[A block of data]
--- start ---

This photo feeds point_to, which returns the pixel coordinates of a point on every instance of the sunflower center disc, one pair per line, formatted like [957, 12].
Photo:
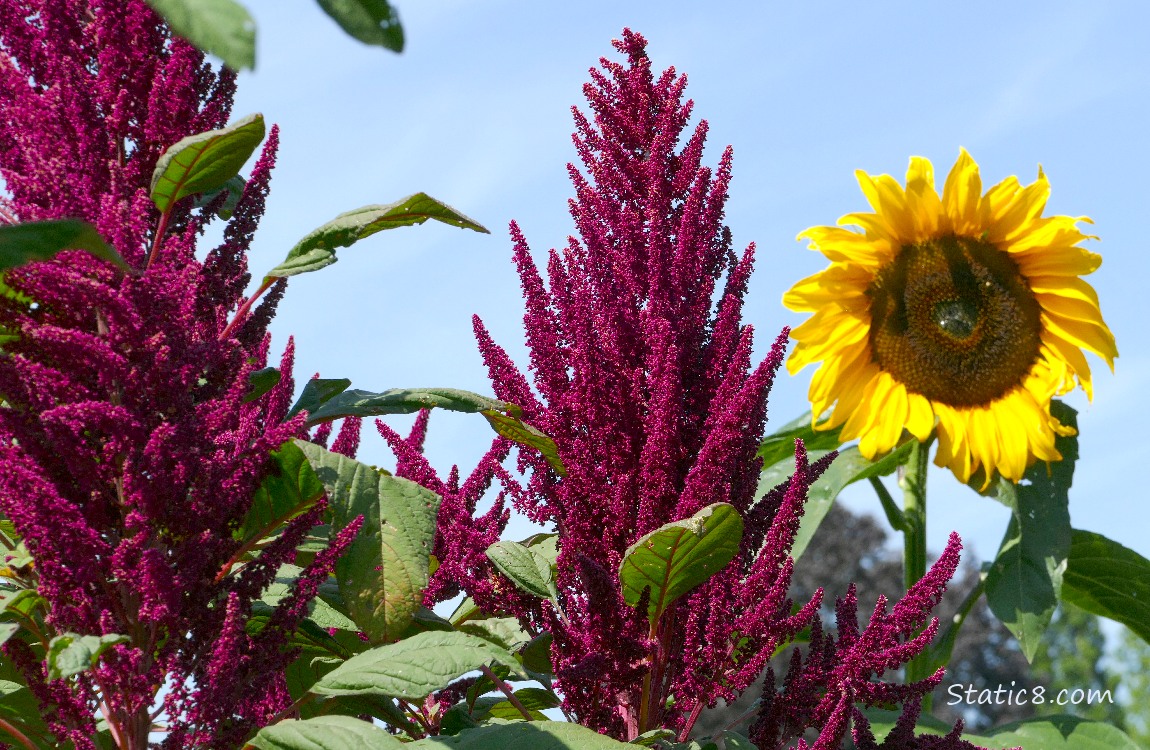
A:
[952, 319]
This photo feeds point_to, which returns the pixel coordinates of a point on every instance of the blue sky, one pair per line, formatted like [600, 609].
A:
[476, 113]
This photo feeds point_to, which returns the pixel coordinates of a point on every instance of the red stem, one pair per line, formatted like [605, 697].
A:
[246, 306]
[160, 230]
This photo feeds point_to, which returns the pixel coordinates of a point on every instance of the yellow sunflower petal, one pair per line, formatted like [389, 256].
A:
[920, 416]
[1016, 216]
[846, 246]
[842, 285]
[1057, 261]
[960, 196]
[996, 420]
[922, 201]
[888, 199]
[1094, 337]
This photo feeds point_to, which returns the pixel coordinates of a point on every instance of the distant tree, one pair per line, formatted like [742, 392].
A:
[853, 548]
[1074, 659]
[1132, 668]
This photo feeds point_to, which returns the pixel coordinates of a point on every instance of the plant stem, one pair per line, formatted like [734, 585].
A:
[913, 481]
[160, 231]
[20, 736]
[507, 691]
[246, 306]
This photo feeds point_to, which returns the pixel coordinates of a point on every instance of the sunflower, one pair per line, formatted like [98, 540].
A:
[963, 314]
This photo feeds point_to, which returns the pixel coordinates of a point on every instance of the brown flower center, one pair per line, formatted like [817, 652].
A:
[952, 319]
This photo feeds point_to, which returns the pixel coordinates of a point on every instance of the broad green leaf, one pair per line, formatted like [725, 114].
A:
[536, 656]
[680, 556]
[289, 490]
[220, 28]
[319, 611]
[43, 239]
[652, 737]
[849, 467]
[316, 392]
[8, 629]
[403, 400]
[317, 249]
[17, 703]
[232, 189]
[523, 735]
[1044, 733]
[413, 667]
[16, 561]
[1108, 579]
[70, 653]
[261, 381]
[535, 699]
[23, 601]
[506, 633]
[383, 573]
[527, 568]
[519, 431]
[736, 741]
[424, 620]
[780, 444]
[465, 611]
[205, 161]
[324, 733]
[1025, 581]
[373, 22]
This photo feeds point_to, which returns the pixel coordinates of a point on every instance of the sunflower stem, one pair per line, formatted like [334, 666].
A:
[913, 481]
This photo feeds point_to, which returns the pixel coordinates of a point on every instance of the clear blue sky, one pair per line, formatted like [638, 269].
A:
[476, 113]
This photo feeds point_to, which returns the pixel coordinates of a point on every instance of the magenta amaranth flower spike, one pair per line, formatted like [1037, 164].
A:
[128, 453]
[643, 376]
[461, 536]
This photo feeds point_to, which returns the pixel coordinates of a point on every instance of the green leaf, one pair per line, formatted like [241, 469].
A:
[680, 556]
[849, 466]
[8, 629]
[290, 490]
[1025, 581]
[317, 249]
[70, 653]
[403, 400]
[523, 735]
[324, 733]
[384, 571]
[535, 699]
[43, 239]
[1108, 579]
[319, 611]
[220, 28]
[506, 633]
[519, 431]
[527, 568]
[373, 22]
[536, 656]
[652, 737]
[23, 601]
[234, 189]
[204, 162]
[261, 381]
[413, 667]
[17, 703]
[316, 392]
[1044, 733]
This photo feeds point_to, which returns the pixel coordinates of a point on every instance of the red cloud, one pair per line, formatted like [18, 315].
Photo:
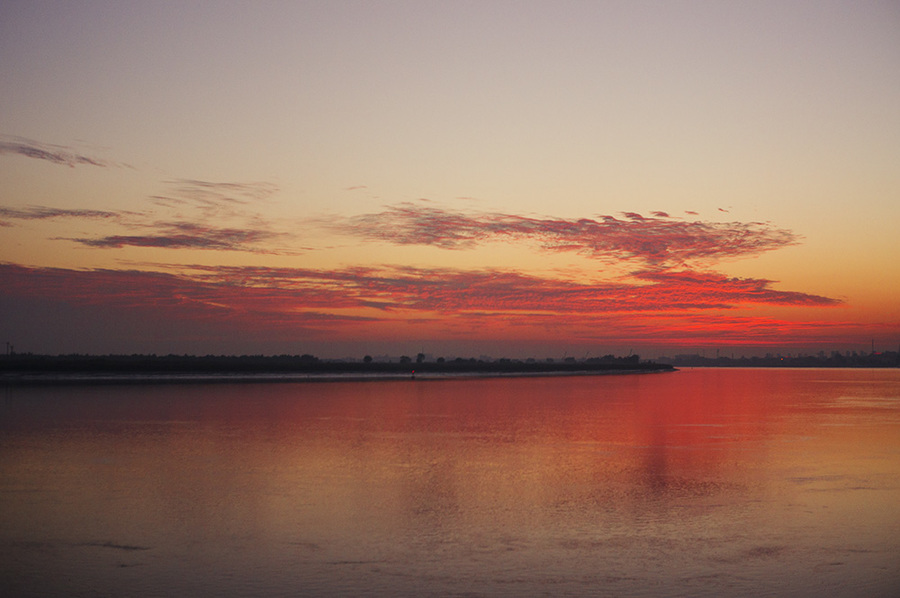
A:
[289, 291]
[182, 235]
[660, 241]
[662, 308]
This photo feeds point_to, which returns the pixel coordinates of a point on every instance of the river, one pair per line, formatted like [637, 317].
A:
[701, 482]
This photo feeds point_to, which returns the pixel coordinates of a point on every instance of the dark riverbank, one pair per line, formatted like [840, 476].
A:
[144, 368]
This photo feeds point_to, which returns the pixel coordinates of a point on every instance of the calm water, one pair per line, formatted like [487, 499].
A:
[695, 483]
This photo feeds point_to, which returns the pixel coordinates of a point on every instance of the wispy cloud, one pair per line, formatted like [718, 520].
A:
[659, 240]
[659, 307]
[45, 213]
[57, 154]
[186, 235]
[209, 193]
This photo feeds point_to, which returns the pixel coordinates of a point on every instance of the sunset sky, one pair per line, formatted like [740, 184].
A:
[458, 178]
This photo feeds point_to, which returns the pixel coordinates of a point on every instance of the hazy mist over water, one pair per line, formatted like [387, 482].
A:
[705, 482]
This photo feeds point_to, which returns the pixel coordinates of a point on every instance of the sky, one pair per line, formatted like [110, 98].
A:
[455, 178]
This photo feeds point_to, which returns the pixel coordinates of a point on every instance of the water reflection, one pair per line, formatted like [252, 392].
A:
[702, 482]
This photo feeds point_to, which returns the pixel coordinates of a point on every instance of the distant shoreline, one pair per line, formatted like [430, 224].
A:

--- end ---

What this task involves:
Change every "point_to" in the records to "find_points" and write all the lines out again with nothing else altered. Leave the pictures out of your answer.

Result of this task:
This photo feeds find_points, which returns the pixel coordinates of a point on every instance of the sunflower center disc, one pair per line, formatted like [957, 12].
Photo:
A:
[952, 319]
This photo feeds find_points, which returns the pixel coordinates of a point on every instance of the blue sky, one pair per line, formatted like [600, 609].
A:
[476, 113]
This photo feeds find_points, which returns the pixel coordinates of a point on every instance of the red stem, one pair per line, formatted like [605, 697].
A:
[246, 306]
[160, 230]
This photo feeds find_points, which returns the pixel coordinates of a point on every instance of the yellow sunflower petal, one pair per line, formatted like [389, 256].
A:
[920, 416]
[1016, 216]
[846, 246]
[842, 285]
[1057, 261]
[960, 196]
[996, 420]
[922, 201]
[888, 199]
[1094, 337]
This photo feeds find_points, which returns the pixel coordinates of a point on every instance of the distant tree, one pair per line, formatted like [742, 392].
A:
[853, 548]
[1074, 659]
[1132, 668]
This photo feeds find_points, which returns the pixel coordinates of a point on every instance of the plant stem, one pair per line, formatted like [734, 585].
A:
[913, 481]
[160, 231]
[20, 736]
[507, 691]
[246, 306]
This photo feeds find_points, which returns the pixel coordinates of a point on every instance of the sunflower, one pair per line, formatted like [98, 540].
A:
[963, 314]
This photo feeds find_points, which returns the pixel coordinates of a point on every instance of the brown flower center, one pair per line, formatted like [817, 652].
A:
[952, 319]
This photo feeds find_points, which returns the pixel coordinates of a point on every instance of the broad green leaf, one pair per line, formatted like [725, 114].
A:
[536, 656]
[680, 556]
[289, 490]
[220, 28]
[319, 611]
[43, 239]
[652, 737]
[849, 467]
[316, 392]
[8, 629]
[403, 400]
[317, 249]
[17, 703]
[232, 189]
[523, 735]
[1044, 733]
[413, 667]
[16, 561]
[1108, 579]
[70, 653]
[261, 381]
[535, 699]
[23, 601]
[506, 633]
[383, 573]
[527, 568]
[519, 431]
[736, 741]
[424, 620]
[780, 444]
[465, 611]
[205, 161]
[324, 733]
[1025, 581]
[373, 22]
This photo feeds find_points, which returns the pixel coordinates of a point on every instance of the sunflower stem, one pair per line, formatted like [334, 666].
A:
[913, 481]
This photo feeds find_points, which returns the pixel coordinates of a point on every instance of the clear blue sky, one pair per line, formatted like [638, 269].
A:
[476, 113]
This photo feeds find_points, which returns the pixel coordinates of a point on every instance of the magenta amaranth flower spike, one pair per line, formatted like [1037, 164].
A:
[128, 453]
[643, 376]
[461, 536]
This photo feeds find_points, which returns the pixel coordinates of a point on every instance of the green leaf, one pair per line, formatted like [241, 469].
A:
[680, 556]
[849, 466]
[8, 629]
[290, 490]
[1025, 581]
[317, 249]
[70, 653]
[403, 400]
[523, 735]
[324, 733]
[384, 571]
[535, 699]
[43, 239]
[1108, 579]
[319, 611]
[220, 28]
[506, 633]
[519, 431]
[527, 568]
[373, 22]
[536, 656]
[652, 737]
[23, 601]
[234, 189]
[204, 162]
[261, 381]
[413, 667]
[17, 703]
[316, 392]
[1044, 733]
This photo feeds find_points, which returns the pixel coordinates of a point on every instance of the red cloud, one pair per line, formatted like [18, 315].
Photo:
A:
[289, 291]
[182, 235]
[660, 241]
[662, 308]
This photo feeds find_points, which returns the pixel coordinates of a point on every instance of the river, one pair per line, formatted like [637, 317].
A:
[701, 482]
This photo feeds find_points, which returns the pixel coordinates of a point on every instance of the dark riverbank, one pair per line, formatted like [840, 476].
A:
[144, 368]
This photo feeds find_points, which returns the pixel coordinates of a point on every instance of the calm water, one pair per line, formatted like [487, 499].
A:
[695, 483]
This photo feeds find_points, which returns the pixel coordinates of a point on every instance of the wispy cloud, one pair per line, formatted like [718, 520].
A:
[659, 240]
[659, 307]
[45, 213]
[57, 154]
[186, 235]
[209, 193]
This photo feeds find_points, which returns the pixel coordinates of a point on every instance of the sunset sky, one pair per line, formatted like [740, 184].
A:
[458, 178]
This photo feeds find_points, which returns the pixel coordinates of a point on every instance of the hazy mist over water, one pair per line, formatted like [387, 482].
A:
[705, 482]
This photo feeds find_points, which returns the pixel coordinates of a point on every instance of the sky, one pair per line, formatted like [110, 98].
A:
[455, 178]
This photo feeds find_points, which returns the pixel coordinates of a point on every instance of the water reflection, one pair per line, formatted like [252, 392].
A:
[702, 482]
This photo feeds find_points, which returns the pixel coordinates of a point on every instance of the distant shoreline, one pair per line, formatted like [430, 224].
A:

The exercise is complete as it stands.